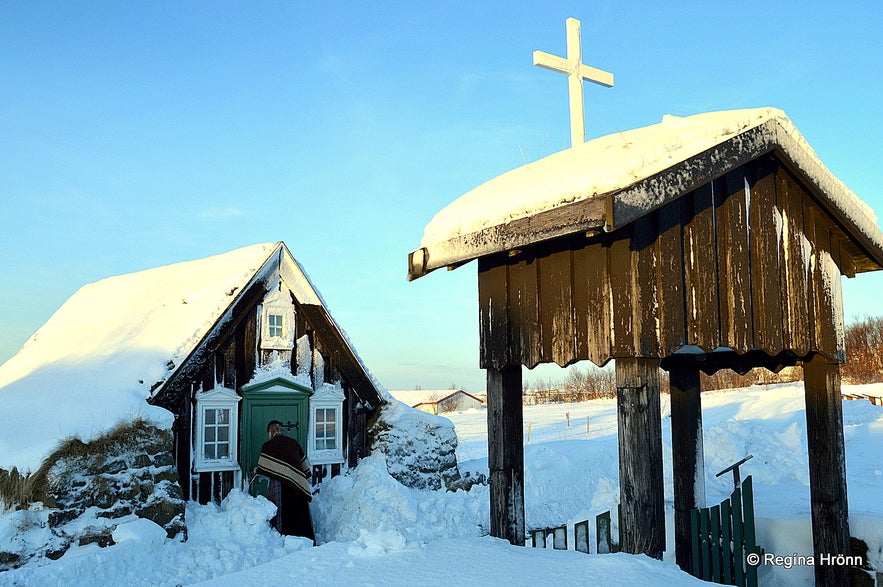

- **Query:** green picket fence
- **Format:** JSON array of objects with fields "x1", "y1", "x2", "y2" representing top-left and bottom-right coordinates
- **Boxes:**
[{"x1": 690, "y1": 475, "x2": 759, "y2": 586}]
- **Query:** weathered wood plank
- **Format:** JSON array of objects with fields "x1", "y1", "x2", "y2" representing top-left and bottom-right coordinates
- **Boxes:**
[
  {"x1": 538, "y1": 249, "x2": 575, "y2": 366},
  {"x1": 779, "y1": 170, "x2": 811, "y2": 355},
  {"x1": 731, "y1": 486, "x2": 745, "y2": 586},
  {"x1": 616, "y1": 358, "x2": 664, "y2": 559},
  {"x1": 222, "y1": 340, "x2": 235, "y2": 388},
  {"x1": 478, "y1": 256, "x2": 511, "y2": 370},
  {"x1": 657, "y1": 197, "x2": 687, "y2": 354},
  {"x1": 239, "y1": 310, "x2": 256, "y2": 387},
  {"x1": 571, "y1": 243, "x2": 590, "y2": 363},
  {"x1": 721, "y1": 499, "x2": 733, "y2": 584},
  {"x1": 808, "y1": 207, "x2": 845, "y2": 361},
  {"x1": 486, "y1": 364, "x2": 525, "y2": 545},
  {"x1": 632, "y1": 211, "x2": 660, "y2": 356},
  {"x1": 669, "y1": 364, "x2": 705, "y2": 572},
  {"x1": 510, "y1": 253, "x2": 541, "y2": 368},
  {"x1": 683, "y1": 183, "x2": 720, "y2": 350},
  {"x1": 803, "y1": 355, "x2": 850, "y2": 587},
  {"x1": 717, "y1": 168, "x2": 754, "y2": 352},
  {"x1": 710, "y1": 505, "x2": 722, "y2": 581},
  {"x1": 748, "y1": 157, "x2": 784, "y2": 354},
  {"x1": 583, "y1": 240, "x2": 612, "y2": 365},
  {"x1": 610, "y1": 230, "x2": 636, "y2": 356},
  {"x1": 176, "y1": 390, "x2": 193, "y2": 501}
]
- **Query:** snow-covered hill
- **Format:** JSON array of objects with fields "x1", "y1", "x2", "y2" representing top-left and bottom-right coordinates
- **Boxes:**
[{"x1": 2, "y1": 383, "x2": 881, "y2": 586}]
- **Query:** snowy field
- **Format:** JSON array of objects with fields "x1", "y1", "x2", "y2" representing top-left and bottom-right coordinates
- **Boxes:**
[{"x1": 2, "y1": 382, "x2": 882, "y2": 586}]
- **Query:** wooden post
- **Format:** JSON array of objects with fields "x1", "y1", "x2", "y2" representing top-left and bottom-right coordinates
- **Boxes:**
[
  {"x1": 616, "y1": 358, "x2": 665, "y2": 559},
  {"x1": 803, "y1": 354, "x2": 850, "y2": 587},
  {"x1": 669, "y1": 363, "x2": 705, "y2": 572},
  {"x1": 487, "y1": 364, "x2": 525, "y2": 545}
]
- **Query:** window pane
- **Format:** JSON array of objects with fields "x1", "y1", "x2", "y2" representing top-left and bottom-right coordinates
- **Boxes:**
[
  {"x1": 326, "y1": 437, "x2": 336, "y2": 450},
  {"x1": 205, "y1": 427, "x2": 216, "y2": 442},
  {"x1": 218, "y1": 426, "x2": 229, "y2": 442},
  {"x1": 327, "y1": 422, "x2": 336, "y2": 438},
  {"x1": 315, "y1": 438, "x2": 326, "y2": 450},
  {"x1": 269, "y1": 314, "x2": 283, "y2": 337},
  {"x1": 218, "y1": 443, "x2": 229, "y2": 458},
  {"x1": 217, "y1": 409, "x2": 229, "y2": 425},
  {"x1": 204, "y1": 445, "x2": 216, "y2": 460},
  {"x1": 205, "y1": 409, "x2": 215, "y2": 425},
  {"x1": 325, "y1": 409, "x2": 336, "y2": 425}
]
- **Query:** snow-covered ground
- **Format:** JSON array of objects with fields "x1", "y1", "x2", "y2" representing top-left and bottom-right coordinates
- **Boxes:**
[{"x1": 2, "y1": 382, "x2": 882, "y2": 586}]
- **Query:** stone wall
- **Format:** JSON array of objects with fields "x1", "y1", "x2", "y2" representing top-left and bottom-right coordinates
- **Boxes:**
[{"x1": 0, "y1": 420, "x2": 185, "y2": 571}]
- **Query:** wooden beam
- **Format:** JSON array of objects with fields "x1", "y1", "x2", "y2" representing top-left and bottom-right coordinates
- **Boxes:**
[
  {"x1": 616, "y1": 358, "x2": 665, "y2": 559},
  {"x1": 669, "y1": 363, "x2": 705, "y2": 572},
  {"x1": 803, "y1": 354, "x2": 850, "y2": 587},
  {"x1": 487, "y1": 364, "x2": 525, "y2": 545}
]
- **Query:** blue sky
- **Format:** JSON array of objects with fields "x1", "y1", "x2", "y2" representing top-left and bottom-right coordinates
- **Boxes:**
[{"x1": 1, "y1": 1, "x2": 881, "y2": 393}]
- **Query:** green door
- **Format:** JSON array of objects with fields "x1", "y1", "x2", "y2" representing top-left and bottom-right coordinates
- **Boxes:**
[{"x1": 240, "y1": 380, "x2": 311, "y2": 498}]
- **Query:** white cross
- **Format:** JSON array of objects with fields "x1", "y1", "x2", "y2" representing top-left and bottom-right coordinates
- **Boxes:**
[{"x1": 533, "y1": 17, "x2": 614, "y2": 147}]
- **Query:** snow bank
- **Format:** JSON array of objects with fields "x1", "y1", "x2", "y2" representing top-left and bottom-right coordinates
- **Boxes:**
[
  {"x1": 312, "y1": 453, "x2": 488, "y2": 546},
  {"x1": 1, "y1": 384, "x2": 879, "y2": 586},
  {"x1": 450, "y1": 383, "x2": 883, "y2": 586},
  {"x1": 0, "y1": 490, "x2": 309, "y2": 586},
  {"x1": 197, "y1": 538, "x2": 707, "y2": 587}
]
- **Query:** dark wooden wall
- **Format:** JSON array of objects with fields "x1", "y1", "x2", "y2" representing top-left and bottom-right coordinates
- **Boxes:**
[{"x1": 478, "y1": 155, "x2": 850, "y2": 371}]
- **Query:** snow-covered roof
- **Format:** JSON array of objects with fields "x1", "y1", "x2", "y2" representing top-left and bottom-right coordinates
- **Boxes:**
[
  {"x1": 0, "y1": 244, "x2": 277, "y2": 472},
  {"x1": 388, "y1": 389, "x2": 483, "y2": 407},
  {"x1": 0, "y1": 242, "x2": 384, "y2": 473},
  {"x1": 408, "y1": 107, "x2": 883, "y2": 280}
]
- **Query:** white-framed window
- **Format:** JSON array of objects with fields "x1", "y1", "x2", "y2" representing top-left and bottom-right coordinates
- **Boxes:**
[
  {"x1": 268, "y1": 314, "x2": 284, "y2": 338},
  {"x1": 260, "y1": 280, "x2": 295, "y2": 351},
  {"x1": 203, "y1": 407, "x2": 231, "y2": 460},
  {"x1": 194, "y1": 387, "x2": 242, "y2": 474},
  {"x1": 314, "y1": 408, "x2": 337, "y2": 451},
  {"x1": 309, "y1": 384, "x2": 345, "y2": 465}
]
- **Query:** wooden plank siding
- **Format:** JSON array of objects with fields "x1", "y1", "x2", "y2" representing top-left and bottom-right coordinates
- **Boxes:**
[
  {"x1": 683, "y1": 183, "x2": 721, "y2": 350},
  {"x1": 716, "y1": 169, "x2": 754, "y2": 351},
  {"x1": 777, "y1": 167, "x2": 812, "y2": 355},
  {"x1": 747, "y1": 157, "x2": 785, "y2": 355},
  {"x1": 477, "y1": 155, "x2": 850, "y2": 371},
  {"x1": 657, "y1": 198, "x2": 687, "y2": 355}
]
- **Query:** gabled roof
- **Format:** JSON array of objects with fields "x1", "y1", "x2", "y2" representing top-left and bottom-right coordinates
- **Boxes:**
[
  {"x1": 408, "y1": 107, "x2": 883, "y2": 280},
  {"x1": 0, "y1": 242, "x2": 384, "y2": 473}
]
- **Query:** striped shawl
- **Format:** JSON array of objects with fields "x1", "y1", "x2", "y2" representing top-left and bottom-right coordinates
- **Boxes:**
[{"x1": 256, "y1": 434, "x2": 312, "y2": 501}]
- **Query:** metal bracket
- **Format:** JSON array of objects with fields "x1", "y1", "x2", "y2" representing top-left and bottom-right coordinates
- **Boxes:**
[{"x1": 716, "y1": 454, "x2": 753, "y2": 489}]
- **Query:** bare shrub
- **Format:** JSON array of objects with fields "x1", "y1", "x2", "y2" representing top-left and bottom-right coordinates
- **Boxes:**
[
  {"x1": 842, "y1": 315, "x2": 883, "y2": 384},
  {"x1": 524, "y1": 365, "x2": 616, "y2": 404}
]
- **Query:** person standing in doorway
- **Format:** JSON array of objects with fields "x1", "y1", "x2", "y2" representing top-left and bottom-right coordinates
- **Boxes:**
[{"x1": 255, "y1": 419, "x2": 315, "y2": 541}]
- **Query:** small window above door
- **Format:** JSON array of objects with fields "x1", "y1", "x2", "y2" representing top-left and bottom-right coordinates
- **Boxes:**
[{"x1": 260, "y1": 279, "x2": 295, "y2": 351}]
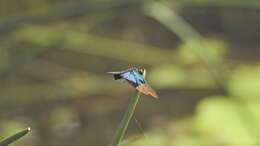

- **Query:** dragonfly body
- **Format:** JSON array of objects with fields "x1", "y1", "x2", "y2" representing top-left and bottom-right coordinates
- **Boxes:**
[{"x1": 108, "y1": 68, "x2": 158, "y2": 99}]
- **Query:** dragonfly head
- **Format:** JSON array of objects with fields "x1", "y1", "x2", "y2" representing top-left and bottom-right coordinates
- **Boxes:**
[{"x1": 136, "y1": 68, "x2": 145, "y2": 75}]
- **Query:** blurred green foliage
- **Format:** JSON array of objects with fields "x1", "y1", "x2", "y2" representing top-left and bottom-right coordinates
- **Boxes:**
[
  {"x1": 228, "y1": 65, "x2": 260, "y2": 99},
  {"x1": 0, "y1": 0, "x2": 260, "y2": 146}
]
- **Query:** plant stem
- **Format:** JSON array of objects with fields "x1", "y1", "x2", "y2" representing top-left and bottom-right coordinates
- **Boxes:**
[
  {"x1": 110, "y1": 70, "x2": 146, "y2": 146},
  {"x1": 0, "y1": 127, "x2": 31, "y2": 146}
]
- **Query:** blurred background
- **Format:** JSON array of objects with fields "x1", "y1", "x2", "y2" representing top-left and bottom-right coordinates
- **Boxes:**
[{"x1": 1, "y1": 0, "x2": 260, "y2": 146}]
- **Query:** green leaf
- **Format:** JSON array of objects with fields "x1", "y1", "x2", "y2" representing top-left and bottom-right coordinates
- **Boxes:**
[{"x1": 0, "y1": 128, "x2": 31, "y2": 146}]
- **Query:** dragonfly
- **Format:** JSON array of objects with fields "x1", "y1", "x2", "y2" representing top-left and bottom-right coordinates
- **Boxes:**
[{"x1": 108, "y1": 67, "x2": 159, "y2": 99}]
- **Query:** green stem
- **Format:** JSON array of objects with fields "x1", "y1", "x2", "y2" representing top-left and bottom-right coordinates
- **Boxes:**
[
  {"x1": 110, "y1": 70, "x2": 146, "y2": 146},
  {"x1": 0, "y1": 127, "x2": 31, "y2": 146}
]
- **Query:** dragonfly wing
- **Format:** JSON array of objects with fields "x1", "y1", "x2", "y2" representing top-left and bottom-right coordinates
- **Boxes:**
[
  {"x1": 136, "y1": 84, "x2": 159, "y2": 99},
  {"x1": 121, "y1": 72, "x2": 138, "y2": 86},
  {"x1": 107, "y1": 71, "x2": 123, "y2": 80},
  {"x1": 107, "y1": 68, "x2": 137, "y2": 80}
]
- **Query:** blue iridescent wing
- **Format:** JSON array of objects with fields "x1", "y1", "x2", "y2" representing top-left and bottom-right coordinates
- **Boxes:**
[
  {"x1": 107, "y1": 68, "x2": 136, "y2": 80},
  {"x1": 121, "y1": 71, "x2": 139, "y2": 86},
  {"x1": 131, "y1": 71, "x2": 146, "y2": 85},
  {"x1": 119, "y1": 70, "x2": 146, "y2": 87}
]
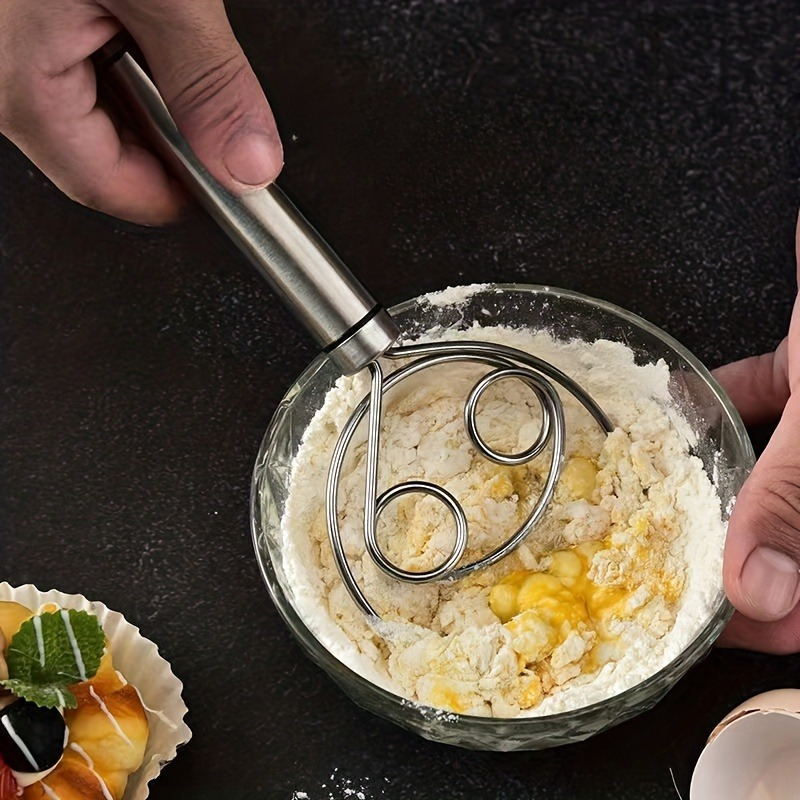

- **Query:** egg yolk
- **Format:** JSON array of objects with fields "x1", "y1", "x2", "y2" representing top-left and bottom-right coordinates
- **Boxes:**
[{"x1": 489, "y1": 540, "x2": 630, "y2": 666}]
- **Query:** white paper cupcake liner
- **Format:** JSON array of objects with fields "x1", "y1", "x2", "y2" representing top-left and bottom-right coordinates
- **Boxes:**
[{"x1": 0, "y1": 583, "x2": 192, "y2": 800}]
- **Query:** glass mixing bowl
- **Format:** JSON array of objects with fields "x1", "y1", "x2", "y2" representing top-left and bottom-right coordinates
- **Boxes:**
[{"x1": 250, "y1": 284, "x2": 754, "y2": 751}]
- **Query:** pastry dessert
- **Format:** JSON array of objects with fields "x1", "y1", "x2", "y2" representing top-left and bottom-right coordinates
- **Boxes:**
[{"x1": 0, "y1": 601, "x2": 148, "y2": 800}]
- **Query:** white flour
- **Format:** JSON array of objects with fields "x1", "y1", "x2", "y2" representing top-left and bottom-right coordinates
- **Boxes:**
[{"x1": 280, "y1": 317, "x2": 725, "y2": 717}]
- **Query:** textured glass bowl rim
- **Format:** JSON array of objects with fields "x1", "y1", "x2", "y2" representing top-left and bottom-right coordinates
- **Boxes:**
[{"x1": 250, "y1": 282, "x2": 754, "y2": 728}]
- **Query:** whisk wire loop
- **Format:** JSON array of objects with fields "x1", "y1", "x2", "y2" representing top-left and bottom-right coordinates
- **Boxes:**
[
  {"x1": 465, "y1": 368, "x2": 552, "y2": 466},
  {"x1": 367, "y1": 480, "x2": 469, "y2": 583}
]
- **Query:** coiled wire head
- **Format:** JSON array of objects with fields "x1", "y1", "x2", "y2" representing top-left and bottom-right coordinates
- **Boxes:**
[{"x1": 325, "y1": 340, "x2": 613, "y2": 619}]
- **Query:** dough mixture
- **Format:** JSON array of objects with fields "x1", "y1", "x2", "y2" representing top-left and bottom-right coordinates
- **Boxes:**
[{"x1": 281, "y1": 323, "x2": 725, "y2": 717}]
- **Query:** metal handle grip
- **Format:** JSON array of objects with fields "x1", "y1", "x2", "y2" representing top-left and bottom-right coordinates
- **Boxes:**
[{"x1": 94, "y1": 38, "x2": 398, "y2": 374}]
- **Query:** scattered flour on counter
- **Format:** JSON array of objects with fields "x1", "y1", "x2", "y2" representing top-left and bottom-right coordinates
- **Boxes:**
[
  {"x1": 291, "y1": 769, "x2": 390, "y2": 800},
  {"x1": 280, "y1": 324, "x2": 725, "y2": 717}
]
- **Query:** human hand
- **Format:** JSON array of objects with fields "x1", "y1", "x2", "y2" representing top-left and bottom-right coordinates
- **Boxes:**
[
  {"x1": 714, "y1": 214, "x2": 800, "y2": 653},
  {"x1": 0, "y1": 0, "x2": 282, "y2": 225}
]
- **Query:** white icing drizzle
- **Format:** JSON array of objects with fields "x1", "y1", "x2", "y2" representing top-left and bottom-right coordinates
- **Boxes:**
•••
Task goal |
The reply should hold only the lines running from the top of the records to the line containing "- **Query:** snow-covered hill", both included, copied exactly with no pictures.

Written solution |
- **Query:** green picket fence
- **Format:** JSON array of objects with fields "x1", "y1", "x2", "y2" representing top-left and bottom-right coordinates
- **Boxes:**
[{"x1": 690, "y1": 475, "x2": 759, "y2": 586}]
- **Query:** weathered wood plank
- **Format:** JSON array of objects with fields "x1", "y1", "x2", "y2" representing top-left and bottom-right coordinates
- **Boxes:**
[
  {"x1": 538, "y1": 249, "x2": 575, "y2": 366},
  {"x1": 779, "y1": 170, "x2": 811, "y2": 355},
  {"x1": 731, "y1": 486, "x2": 745, "y2": 586},
  {"x1": 616, "y1": 358, "x2": 664, "y2": 559},
  {"x1": 222, "y1": 340, "x2": 235, "y2": 388},
  {"x1": 478, "y1": 256, "x2": 511, "y2": 370},
  {"x1": 657, "y1": 197, "x2": 687, "y2": 354},
  {"x1": 239, "y1": 310, "x2": 256, "y2": 387},
  {"x1": 571, "y1": 243, "x2": 590, "y2": 363},
  {"x1": 721, "y1": 499, "x2": 733, "y2": 584},
  {"x1": 808, "y1": 207, "x2": 845, "y2": 361},
  {"x1": 486, "y1": 364, "x2": 525, "y2": 545},
  {"x1": 632, "y1": 211, "x2": 660, "y2": 356},
  {"x1": 669, "y1": 364, "x2": 705, "y2": 572},
  {"x1": 510, "y1": 253, "x2": 541, "y2": 368},
  {"x1": 683, "y1": 183, "x2": 720, "y2": 350},
  {"x1": 803, "y1": 355, "x2": 850, "y2": 587},
  {"x1": 717, "y1": 168, "x2": 754, "y2": 352},
  {"x1": 710, "y1": 505, "x2": 722, "y2": 581},
  {"x1": 748, "y1": 157, "x2": 784, "y2": 354},
  {"x1": 583, "y1": 240, "x2": 612, "y2": 365},
  {"x1": 610, "y1": 230, "x2": 636, "y2": 356},
  {"x1": 176, "y1": 390, "x2": 193, "y2": 501}
]
- **Query:** snow-covered hill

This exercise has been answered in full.